** EXERCISE BRIEF **
Return all entries verbatim; skip any pictures.

** GIVEN INFORMATION **
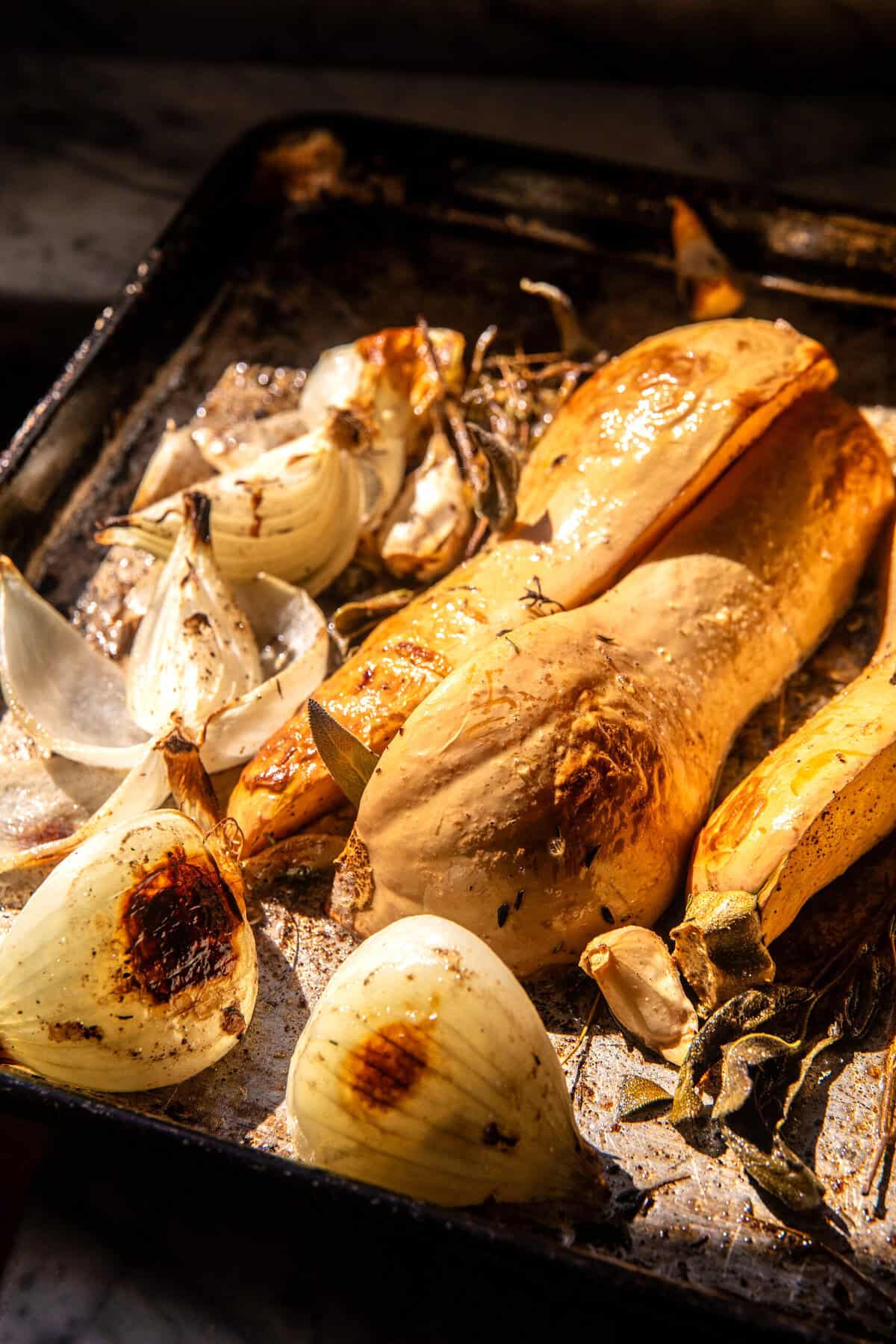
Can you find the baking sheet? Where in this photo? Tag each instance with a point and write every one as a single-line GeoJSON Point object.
{"type": "Point", "coordinates": [279, 281]}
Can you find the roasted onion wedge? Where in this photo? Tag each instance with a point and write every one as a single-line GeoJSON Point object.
{"type": "Point", "coordinates": [553, 786]}
{"type": "Point", "coordinates": [625, 458]}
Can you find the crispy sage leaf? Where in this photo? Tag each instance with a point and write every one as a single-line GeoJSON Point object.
{"type": "Point", "coordinates": [346, 757]}
{"type": "Point", "coordinates": [641, 1098]}
{"type": "Point", "coordinates": [574, 339]}
{"type": "Point", "coordinates": [739, 1061]}
{"type": "Point", "coordinates": [778, 1171]}
{"type": "Point", "coordinates": [738, 1018]}
{"type": "Point", "coordinates": [352, 621]}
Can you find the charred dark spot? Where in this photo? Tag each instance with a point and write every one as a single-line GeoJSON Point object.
{"type": "Point", "coordinates": [198, 508]}
{"type": "Point", "coordinates": [255, 503]}
{"type": "Point", "coordinates": [231, 1021]}
{"type": "Point", "coordinates": [178, 745]}
{"type": "Point", "coordinates": [383, 1070]}
{"type": "Point", "coordinates": [196, 623]}
{"type": "Point", "coordinates": [422, 658]}
{"type": "Point", "coordinates": [180, 924]}
{"type": "Point", "coordinates": [492, 1137]}
{"type": "Point", "coordinates": [43, 833]}
{"type": "Point", "coordinates": [73, 1031]}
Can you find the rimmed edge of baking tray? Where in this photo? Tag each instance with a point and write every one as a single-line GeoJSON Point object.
{"type": "Point", "coordinates": [467, 202]}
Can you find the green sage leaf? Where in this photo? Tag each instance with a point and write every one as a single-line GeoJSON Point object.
{"type": "Point", "coordinates": [641, 1098]}
{"type": "Point", "coordinates": [346, 757]}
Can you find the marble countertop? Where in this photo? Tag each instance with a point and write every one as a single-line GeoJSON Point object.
{"type": "Point", "coordinates": [97, 154]}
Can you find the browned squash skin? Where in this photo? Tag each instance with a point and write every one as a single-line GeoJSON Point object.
{"type": "Point", "coordinates": [626, 457]}
{"type": "Point", "coordinates": [551, 788]}
{"type": "Point", "coordinates": [806, 813]}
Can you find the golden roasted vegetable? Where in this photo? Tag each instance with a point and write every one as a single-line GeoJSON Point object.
{"type": "Point", "coordinates": [553, 786]}
{"type": "Point", "coordinates": [638, 979]}
{"type": "Point", "coordinates": [815, 806]}
{"type": "Point", "coordinates": [625, 458]}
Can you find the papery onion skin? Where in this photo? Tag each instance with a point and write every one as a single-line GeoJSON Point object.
{"type": "Point", "coordinates": [425, 1068]}
{"type": "Point", "coordinates": [134, 965]}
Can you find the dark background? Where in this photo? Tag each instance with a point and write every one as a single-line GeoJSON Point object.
{"type": "Point", "coordinates": [109, 114]}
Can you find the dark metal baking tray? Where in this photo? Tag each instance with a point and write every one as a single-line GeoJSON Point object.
{"type": "Point", "coordinates": [285, 250]}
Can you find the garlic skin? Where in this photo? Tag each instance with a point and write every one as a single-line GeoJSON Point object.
{"type": "Point", "coordinates": [426, 531]}
{"type": "Point", "coordinates": [65, 694]}
{"type": "Point", "coordinates": [196, 663]}
{"type": "Point", "coordinates": [640, 981]}
{"type": "Point", "coordinates": [297, 511]}
{"type": "Point", "coordinates": [425, 1068]}
{"type": "Point", "coordinates": [134, 964]}
{"type": "Point", "coordinates": [250, 409]}
{"type": "Point", "coordinates": [193, 650]}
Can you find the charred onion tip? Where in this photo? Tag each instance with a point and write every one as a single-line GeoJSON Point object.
{"type": "Point", "coordinates": [198, 512]}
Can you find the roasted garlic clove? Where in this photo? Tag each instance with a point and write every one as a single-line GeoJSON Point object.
{"type": "Point", "coordinates": [637, 976]}
{"type": "Point", "coordinates": [426, 531]}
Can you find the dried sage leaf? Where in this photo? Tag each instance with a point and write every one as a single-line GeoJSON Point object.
{"type": "Point", "coordinates": [354, 620]}
{"type": "Point", "coordinates": [741, 1016]}
{"type": "Point", "coordinates": [346, 757]}
{"type": "Point", "coordinates": [777, 1171]}
{"type": "Point", "coordinates": [641, 1098]}
{"type": "Point", "coordinates": [739, 1060]}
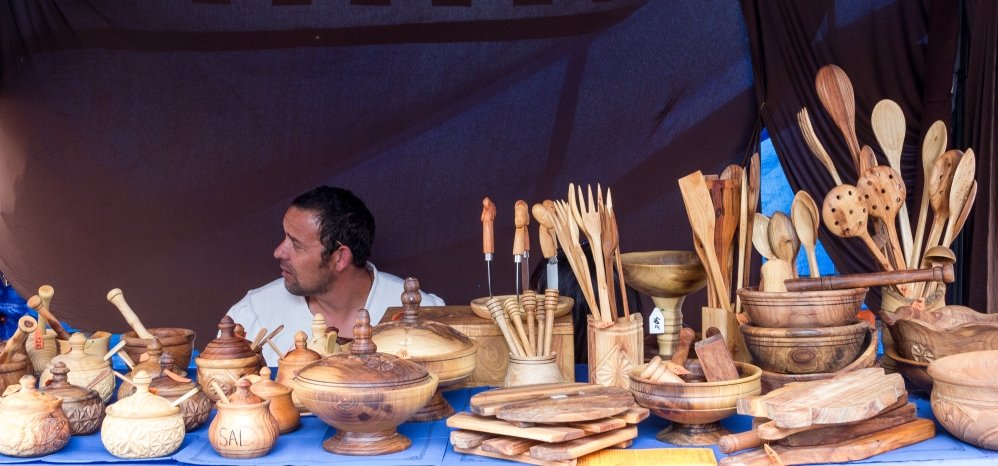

** TASK RESPONSE **
Can you find the baking sheet? Where in this photo? Tag each instance with a point and write every one as a single-line GeoJSON Point object.
{"type": "Point", "coordinates": [279, 281]}
Can you find the roasted onion wedge? Where in this photo? Tag each instance with a point and write every one as a single-line GeoJSON Point object.
{"type": "Point", "coordinates": [553, 786]}
{"type": "Point", "coordinates": [625, 458]}
Can you find the crispy sage leaf? Where in this photo? Tag each instance with a point and write every one as a single-line GeoJSON Point object.
{"type": "Point", "coordinates": [346, 757]}
{"type": "Point", "coordinates": [641, 1098]}
{"type": "Point", "coordinates": [574, 339]}
{"type": "Point", "coordinates": [739, 1061]}
{"type": "Point", "coordinates": [778, 1171]}
{"type": "Point", "coordinates": [738, 1018]}
{"type": "Point", "coordinates": [352, 621]}
Can you find the charred dark spot? Where in this photo? Tag each instance with a point and write every one as a single-line GeoJSON Point object.
{"type": "Point", "coordinates": [198, 508]}
{"type": "Point", "coordinates": [255, 503]}
{"type": "Point", "coordinates": [231, 1021]}
{"type": "Point", "coordinates": [178, 745]}
{"type": "Point", "coordinates": [383, 1070]}
{"type": "Point", "coordinates": [196, 623]}
{"type": "Point", "coordinates": [422, 658]}
{"type": "Point", "coordinates": [180, 924]}
{"type": "Point", "coordinates": [492, 1137]}
{"type": "Point", "coordinates": [43, 833]}
{"type": "Point", "coordinates": [73, 1031]}
Can you find the rimmed edge of baking tray? Where in this photo? Tag each instance with a point and write every one as a single-line GeoJSON Point object.
{"type": "Point", "coordinates": [467, 202]}
Can you find the green sage leaf? Where in this photo? Tag each instance with a point and write every one as a single-line GeoJSON Point object.
{"type": "Point", "coordinates": [641, 1098]}
{"type": "Point", "coordinates": [346, 757]}
Can you find the marble countertop? Where in this photo? Tag each instance with a point and write every one as a single-line GeoJSON Point object.
{"type": "Point", "coordinates": [97, 154]}
Can you find the browned squash skin? Where in this photo? Tag each instance with a point and write every one as a single-line GeoJSON Point object.
{"type": "Point", "coordinates": [626, 457]}
{"type": "Point", "coordinates": [551, 788]}
{"type": "Point", "coordinates": [806, 813]}
Can you find the golden roasted vegetable? Where in this photo? Tag each instance with a point and write every one as a single-line GeoJSON Point object.
{"type": "Point", "coordinates": [553, 786]}
{"type": "Point", "coordinates": [638, 979]}
{"type": "Point", "coordinates": [815, 806]}
{"type": "Point", "coordinates": [625, 458]}
Can you find the papery onion skin? Where in this photo? Tag each instance with a point and write every one as a single-line GeoJSON Point object.
{"type": "Point", "coordinates": [425, 1068]}
{"type": "Point", "coordinates": [134, 965]}
Can you find the dark background? Where in this photo? Tag each instance with a point and write every one as a single-line GeoJSON Point object.
{"type": "Point", "coordinates": [109, 114]}
Can you find the dark metal baking tray? Where in this photo? Tag each instance with a point and write every one as a single-line GeoJSON Point object.
{"type": "Point", "coordinates": [285, 250]}
Can you find the garlic skin? Where in this photo? Tag each instance with a point and write every one as a single-line GeoJSON Point object.
{"type": "Point", "coordinates": [426, 531]}
{"type": "Point", "coordinates": [65, 694]}
{"type": "Point", "coordinates": [196, 663]}
{"type": "Point", "coordinates": [640, 981]}
{"type": "Point", "coordinates": [297, 511]}
{"type": "Point", "coordinates": [425, 1068]}
{"type": "Point", "coordinates": [134, 964]}
{"type": "Point", "coordinates": [250, 409]}
{"type": "Point", "coordinates": [193, 650]}
Can you find the charred onion tip? Where in this photo? Tag each instance with a point and write every one as a single-line GeoJSON Point object.
{"type": "Point", "coordinates": [198, 512]}
Can you find the roasted garlic clove? Where in this photo? Tag each instance with a point and write every one as a single-line GeoJSON Point object.
{"type": "Point", "coordinates": [637, 976]}
{"type": "Point", "coordinates": [426, 531]}
Can you find the dried sage leaf? Where in this photo? Tag each instance with a point and write every one as a single-line GeoJSON Point object.
{"type": "Point", "coordinates": [354, 620]}
{"type": "Point", "coordinates": [741, 1016]}
{"type": "Point", "coordinates": [346, 757]}
{"type": "Point", "coordinates": [777, 1171]}
{"type": "Point", "coordinates": [641, 1098]}
{"type": "Point", "coordinates": [739, 1060]}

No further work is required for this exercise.